Task set »
- A) Translate this sentence from the story notes into Spanish: "This story was inspired by a fascinating article I read that came out of Stanford."
- B) Reproduce the part of the story notes between "To read the story just" and "story with you.", inclusive.

Document section »
....................

To read the story just head on over to The James Franco Review and check it out.

Because I love to know about the origins of a story from the writer’s perspective, I thought I would share some notes about this story with you.

Spoiler Alert: There are spoilers in the story notes below. So if you want to read the story with fresh eyes check it out first at The James Franco Review before reading the notes.

About ‘Name it’

This story was inspired by a fascinating article I read that came out of Stanford. The article talks about how people’s hallucinations or voices (when they are suffering with schizophrenia) are influenced by culture. It was amazing to learn that in some cultures the voices are more welcome and therefore more benign.

I’ve always been interested in psychology (I hope to take some classes in university when I get there) and I really wanted to write some fiction that illustrated the point made in the article because it is an amazing discovery and I definitely think mental illness is something that needs to be discussed openly and with compassion.

....................

Stored data »
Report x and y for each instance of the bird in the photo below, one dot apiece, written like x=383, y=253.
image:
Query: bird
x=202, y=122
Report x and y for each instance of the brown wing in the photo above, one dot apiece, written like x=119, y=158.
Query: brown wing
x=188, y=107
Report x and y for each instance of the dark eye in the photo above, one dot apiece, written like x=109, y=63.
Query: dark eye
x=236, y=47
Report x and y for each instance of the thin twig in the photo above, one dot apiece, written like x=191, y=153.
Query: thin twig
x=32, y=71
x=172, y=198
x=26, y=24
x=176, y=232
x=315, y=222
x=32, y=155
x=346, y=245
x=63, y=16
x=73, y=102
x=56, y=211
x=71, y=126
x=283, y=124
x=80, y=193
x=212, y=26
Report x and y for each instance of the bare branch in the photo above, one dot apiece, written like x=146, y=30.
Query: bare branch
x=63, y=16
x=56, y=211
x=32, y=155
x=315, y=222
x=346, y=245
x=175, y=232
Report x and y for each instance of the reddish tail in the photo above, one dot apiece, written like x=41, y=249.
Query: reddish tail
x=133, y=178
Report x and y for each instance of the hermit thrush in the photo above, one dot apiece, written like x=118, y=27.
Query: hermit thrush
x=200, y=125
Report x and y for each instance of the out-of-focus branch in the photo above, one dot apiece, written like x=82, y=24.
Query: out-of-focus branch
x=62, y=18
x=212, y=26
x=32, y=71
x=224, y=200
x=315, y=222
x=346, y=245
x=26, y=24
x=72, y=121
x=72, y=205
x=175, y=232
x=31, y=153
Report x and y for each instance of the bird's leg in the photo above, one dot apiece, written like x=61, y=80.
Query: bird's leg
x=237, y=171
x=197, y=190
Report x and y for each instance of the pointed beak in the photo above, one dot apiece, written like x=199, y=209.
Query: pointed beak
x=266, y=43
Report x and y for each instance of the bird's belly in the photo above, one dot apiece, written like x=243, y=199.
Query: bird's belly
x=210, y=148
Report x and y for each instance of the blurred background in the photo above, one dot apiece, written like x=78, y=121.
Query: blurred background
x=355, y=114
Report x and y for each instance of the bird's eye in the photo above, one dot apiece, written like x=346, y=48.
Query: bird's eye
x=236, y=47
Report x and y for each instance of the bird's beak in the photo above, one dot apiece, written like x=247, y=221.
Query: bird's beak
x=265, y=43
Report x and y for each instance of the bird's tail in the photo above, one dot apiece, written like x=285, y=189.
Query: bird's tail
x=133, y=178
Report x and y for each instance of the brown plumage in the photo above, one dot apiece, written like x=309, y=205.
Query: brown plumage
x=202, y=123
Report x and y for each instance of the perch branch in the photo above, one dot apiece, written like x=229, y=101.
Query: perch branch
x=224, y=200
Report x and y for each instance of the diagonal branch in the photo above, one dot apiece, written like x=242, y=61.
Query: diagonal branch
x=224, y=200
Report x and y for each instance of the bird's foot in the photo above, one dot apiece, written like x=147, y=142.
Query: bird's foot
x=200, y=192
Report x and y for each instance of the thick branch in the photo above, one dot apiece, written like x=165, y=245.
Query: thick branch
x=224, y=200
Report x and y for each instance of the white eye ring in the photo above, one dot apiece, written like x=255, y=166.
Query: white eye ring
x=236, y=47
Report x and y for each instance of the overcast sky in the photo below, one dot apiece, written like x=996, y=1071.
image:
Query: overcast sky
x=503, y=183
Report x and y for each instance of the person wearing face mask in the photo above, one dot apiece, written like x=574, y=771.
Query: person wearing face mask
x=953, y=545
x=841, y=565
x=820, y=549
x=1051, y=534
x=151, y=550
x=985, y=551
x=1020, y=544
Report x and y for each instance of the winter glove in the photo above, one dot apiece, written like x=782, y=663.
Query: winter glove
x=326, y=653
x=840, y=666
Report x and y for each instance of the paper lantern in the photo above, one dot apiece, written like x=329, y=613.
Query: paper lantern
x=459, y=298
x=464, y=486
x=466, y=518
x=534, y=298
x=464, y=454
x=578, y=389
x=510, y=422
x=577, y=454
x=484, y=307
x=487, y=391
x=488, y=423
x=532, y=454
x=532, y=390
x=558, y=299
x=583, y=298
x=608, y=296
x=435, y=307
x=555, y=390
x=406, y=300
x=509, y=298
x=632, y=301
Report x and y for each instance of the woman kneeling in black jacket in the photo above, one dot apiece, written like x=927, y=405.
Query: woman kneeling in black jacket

....................

Responses »
- A) Esta historia se inspiró en un artículo fascinante que leí y que salió de Stanford.

- B)
To read the story just head on over to The James Franco Review and check it out.

Because I love to know about the origins of a story from the writer’s perspective, I thought I would share some notes about this story with you.